Required task 1:
Report every line of the listing below that contains the string "tree", copying each one in full, and treat case as significant.

Selected extract:
◇ ◇ ◇ ◇

Albert Speer was a man of many talents: an accomplished architect, an organizational genius and a master of career advancement. He rose early and quickly through the ranks of the Nazi leadership, first as Hitler's choice for remaking Berlin and later as the minister of armaments. As a member of Hitler's inner circle, Speer's education and professionalism set him apart from the majority of German leaders, men with little understanding of the world beyond their own ideologies and self-interests.

Speer was nevertheless a deeply flawed individual. Intelligent and driven, he was also narrow-minded and uncritical. Indeed, as German historian Joachim Fest concludes in "Speer: The Final Verdict," he was the archetype of the organization man, that stalwart symbol of industrial capitalism and the bedrock of middle classes the world over. And it's this quality, more than anything, that allowed Speer to follow Hitler and the Nazis through peace and war.

But unlike Hermann Göering, Heinrich Himmler and others, Speer had turned against Hitler by early 1945; as Allied troops advanced on Berlin, he dashed around the country, trying to block implementation of the Führer's "scorched earth" diktat. And thanks to his admission of guilt during the Nuremberg trials and the subsequent publication of his memoirs "Inside the Third Reich," even today observers see Speer in a different light from other Nazis, as an example of how ordinary people could get swept into the fray and, confused or frightened, find themselves in a position of moral culpability. Speer proves for many that the majority of Germans who participated in the Third Reich should bear little blame for the decisions of a cabal of men who knew how to take advantage of them.

Fest, however, rejects the apologist track in favor of a more complicated reading. Fest, who helped Speer write "Inside the Third Reich," agrees that Speer was less immoral than simply blinded by his own ambition. But Speer lacked the moral compass we expect to find in people; he was, for Fest, an "incomplete person." And what he lacked in moral, critical faculties, he made up for in a laser-like focus on the goals set before him:

He had turned into one of the machines that he had produced: hi-rev, insensitive, and purely mechanical. It was a kind of autism that had taken hold of him. Incapable of seeing things in perspective, he no longer questioned the goals he was so feverishly working toward, and stifled all moral doubts, if indeed any arose, in the ethos of pure functioning.

◇ ◇ ◇ ◇

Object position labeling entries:
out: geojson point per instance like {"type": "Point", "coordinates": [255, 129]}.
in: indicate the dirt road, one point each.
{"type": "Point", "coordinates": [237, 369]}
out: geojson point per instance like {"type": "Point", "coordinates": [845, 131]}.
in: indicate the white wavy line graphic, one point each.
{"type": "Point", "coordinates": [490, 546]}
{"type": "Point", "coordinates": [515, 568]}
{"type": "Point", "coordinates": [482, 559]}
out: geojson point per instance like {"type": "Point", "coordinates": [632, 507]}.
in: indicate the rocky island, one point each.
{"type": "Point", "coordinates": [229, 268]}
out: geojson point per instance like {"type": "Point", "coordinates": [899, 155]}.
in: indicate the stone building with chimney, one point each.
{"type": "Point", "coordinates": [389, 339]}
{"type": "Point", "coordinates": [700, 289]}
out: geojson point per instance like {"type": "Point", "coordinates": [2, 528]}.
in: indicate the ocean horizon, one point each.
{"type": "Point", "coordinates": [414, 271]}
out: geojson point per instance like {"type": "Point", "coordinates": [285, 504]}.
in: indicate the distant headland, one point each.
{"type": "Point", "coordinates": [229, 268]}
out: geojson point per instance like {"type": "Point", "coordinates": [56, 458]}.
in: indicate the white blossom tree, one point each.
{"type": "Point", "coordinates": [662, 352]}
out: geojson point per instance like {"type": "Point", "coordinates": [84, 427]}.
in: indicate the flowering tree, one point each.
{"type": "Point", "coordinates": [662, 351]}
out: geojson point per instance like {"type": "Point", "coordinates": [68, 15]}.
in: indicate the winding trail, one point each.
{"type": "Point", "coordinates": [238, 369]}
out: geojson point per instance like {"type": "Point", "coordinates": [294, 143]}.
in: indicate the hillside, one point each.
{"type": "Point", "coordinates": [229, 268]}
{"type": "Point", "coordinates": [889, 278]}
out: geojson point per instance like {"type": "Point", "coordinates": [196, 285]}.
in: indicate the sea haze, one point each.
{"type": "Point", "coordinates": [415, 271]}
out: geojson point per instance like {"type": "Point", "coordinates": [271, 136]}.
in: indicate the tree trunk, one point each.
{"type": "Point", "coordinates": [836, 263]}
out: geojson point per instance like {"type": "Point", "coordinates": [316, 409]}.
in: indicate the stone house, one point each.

◇ ◇ ◇ ◇

Required task 2:
Pick up the passage about Albert Speer above from where it stops and continue writing it.

Written answer 1:
in: indicate the white blossom tree, one point each.
in: indicate the flowering tree, one point each.
in: indicate the tree trunk, one point each.

Written answer 2:
For instance, despite his later disavowals, strong evidence indicates Speer knew of tens, perhaps hundreds of thousands of Jews being shipped off to camps. While there is little indication he knew of the industrial slaughter going on, he also knew of Hitler's annihilationist anti-Semitism; only a man whose morals have been blinded by his own ambition, Fest concludes, would have failed to connect the dots.

Eventually, Speer did turn against Hitler, and it was this 11th-hour change of heart that saved him from execution at Nuremberg (this despite heavy opposition from the Soviet prosecutor). Nevertheless, Fest is unconvinced the turn had anything to do with a sudden moral awakening; rather, it was rooted in Speer's fear of watching Hitler destroy the infrastructure and economy he had helped build (and, Fest ventures, that he hoped to oversee as a part of whatever post-war government emerged).

Fest argues from almost the first page that one cannot understand Speer without understanding his relationship with Hitler, and the majority of his analysis revolves around dissecting their odd relationship — at times homoerotic, at times verging on emotionally sadistic. Hitler saw himself in Speer: an artist, a visionary, someone with both a deep appreciation of culture and a knack for leadership. At one point Hitler even hinted at Speer's succeeding him as Fuhrer. In all likelihood, Hitler envied Speer's success as much as he valued his friendship. In any case, by the middle of the war, Speer's growing frustration with Hitler's increasingly erratic prosecution of the war allowed other members of the Nazi elite, in particular Himmler and other pretenders to the throne, to push Speer out of the inner circle.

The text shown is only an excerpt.